PROMPT:
Would you count how many lines of the entries below include the word "white"? Give nothing but the number.
** Opening DATA FOR THIS TASK block **
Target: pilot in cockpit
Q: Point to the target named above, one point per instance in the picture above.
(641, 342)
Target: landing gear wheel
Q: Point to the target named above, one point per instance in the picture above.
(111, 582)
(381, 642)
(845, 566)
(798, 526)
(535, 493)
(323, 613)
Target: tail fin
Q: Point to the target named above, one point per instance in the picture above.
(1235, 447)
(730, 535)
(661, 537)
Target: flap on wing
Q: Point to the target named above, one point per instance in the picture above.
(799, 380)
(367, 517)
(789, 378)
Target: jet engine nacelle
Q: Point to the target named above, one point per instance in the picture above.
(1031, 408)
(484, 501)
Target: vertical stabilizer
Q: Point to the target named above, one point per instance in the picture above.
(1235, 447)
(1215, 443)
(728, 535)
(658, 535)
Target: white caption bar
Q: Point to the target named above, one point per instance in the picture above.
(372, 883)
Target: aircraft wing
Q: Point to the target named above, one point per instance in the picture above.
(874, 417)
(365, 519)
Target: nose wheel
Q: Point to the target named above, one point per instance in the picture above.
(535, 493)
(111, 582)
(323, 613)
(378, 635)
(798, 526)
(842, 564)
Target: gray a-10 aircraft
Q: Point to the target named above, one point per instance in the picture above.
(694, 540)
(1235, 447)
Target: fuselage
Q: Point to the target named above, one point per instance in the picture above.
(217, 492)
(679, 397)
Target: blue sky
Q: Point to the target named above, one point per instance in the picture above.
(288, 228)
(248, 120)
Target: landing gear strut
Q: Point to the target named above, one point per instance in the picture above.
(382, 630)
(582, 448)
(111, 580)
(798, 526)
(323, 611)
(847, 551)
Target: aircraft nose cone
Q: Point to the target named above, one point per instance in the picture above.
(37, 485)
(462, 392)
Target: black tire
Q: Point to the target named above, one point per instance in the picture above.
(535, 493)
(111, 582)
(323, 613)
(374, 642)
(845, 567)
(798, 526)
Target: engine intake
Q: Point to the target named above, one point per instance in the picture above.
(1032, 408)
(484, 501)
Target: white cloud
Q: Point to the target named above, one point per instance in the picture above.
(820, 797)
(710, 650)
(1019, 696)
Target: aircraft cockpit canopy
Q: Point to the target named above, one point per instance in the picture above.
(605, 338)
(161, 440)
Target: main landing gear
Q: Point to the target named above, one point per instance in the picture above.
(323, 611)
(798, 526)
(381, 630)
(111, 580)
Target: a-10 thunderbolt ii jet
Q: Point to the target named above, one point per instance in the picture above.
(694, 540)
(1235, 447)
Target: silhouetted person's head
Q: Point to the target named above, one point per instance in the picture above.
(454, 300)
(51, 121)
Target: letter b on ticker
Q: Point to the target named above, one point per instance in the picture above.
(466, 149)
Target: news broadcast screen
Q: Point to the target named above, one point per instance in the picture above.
** Closing DATA FOR THIS TASK block **
TASK OUTPUT:
2